La questione cambia, però, nel caso in cui l'aspirante suicida si identifichi in una persona affetta da una patologia irreversibile, fonte di sofferenze fisiche o psicologiche, che trova assolutamente intollerabili, la quale sia tenuta in vita a mezzo di trattamenti di sostegno vitale, ma resti capace di prendere decisioni libere e consapevoli.
In tali casi, l'assistenza di terzi nel porre fine alla vita può presentarsi al malato come l'unico modo per sottrarsi, secondo le proprie scelte individuali, a un mantenimento artificiale in vita non più voluto e che egli ha il diritto di rifiutare in base all'art. 32, secondo comma, Cost.
La Legge n. 219 del 2017 riconosce ad ogni persona capace di agire il diritto di rifiutare o interrompere qualsiasi trattamento sanitario, ancorché necessario alla propria sopravvivenza, comprendendo espressamente nella nozione anche i trattamenti di idratazione e nutrizione; diritto inquadrato nel contesto della relazione di cura e fiducia tra paziente e medico, medico che è tenuto a rispettare la volontà espressa dal paziente di rifiutare il trattamento sanitario o di rinunciare al medesimo.
La legislazione in vigore non consente al medico di mettere a disposizione del paziente che versi nelle condizioni di cui sopra trattamenti diretti, non già ad eliminare le sue sofferenze, ma a determinarne la morte. Di conseguenza, il paziente, per congedarsi dalla vita, è costretto a subire un processo più lento e più carico di sofferenze per le persone che gli sono care.
La conclusione è che entro lo specifico ambito considerato, il divieto assoluto di aiuto al suicidio finisce per limitare ingiustificatamente nonché irragionevolmente la libertà di autodeterminazione del malato nella scelta delle terapie, comprese quelle finalizzate a liberarlo dalle sofferenze, scaturente dagli art. 2, 3 e 32, secondo comma, Cost., imponendogli, in ultima analisi, un'unica modalità per congedarsi dalla vita.
Appare evidente che, in assenza di una specifica disciplina in materia, qualsiasi soggetto, anche non esercente una professione medica, potrebbe lecitamente offrire, a casa propria o a domicilio, per spirito filantropico o a pagamento, assistenza al suicidio a pazienti che lo desiderino, senza alcun controllo ex ante sulla effettiva sussistenza della loro capacità di autodeterminarsi, del carattere libero e informato della scelta espressa e dell'irreversibilità della patologia di cui sono affetti.
Occorre, quindi, adottare opportune cautele affinché l'opzione della somministrazione di farmaci in grado di provocare in breve tempo la morte del paziente, non comporti il rischio di una prematura rinuncia, da parte delle strutture sanitarie, a offrire sempre al paziente medesimo concrete possibilità di accedere a cure palliative diverse dalla sedazione profonda continua.

DATI REGISTRATI:
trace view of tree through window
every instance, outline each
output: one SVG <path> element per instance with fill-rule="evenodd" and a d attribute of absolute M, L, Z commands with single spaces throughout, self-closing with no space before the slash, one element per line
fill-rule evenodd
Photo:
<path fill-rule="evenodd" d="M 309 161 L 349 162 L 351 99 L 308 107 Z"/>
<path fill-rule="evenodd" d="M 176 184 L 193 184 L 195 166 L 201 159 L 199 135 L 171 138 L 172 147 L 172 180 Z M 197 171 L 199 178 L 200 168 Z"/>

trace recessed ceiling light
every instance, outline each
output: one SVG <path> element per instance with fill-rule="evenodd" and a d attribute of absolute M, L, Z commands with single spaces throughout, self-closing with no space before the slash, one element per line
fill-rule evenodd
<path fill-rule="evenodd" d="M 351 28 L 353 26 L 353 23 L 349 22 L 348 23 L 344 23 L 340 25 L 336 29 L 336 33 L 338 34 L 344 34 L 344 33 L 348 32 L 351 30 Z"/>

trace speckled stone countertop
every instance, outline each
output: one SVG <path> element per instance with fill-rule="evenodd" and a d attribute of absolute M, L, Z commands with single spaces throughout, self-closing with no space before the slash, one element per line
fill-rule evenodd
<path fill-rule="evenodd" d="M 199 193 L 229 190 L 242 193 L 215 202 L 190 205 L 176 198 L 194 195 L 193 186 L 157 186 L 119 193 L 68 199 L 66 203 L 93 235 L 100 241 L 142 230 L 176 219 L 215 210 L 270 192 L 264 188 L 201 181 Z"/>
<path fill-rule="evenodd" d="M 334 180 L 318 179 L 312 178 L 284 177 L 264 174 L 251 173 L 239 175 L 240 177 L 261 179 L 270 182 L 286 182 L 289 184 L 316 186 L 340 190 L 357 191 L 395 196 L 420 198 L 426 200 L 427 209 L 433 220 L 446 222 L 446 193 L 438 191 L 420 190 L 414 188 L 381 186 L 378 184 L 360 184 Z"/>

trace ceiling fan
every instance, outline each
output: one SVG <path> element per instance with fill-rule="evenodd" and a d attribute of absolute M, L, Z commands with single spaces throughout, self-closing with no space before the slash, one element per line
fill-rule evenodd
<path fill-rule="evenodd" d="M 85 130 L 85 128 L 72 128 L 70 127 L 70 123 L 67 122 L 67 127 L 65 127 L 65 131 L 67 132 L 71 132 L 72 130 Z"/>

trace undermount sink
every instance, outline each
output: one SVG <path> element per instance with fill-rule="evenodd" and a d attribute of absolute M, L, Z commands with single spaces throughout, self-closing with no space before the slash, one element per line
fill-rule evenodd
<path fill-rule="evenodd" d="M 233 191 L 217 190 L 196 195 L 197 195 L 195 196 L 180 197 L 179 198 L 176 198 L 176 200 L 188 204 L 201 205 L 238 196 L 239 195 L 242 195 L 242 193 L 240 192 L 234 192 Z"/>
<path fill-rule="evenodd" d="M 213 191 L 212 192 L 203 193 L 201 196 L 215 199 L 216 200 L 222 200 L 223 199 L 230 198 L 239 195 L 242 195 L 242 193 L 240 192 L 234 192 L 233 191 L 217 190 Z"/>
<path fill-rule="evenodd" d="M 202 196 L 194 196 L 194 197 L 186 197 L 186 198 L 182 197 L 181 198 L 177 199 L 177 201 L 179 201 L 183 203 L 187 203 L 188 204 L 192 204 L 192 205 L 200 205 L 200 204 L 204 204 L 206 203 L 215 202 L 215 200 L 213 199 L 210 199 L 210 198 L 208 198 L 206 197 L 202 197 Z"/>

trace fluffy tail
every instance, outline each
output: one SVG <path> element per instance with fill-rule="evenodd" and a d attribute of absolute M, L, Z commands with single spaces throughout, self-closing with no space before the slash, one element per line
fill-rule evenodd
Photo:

DETTAGLI DEL PROBLEMA:
Ritrascrivi senza modifiche il passo dell'estratto sull'aiuto al suicidio che si apre con le parole "La questione cambia, però, nel" e si chiude con "libere e consapevoli.".

SOLUZIONE ESERCIZIO:
La questione cambia, però, nel caso in cui l'aspirante suicida si identifichi in una persona affetta da una patologia irreversibile, fonte di sofferenze fisiche o psicologiche, che trova assolutamente intollerabili, la quale sia tenuta in vita a mezzo di trattamenti di sostegno vitale, ma resti capace di prendere decisioni libere e consapevoli.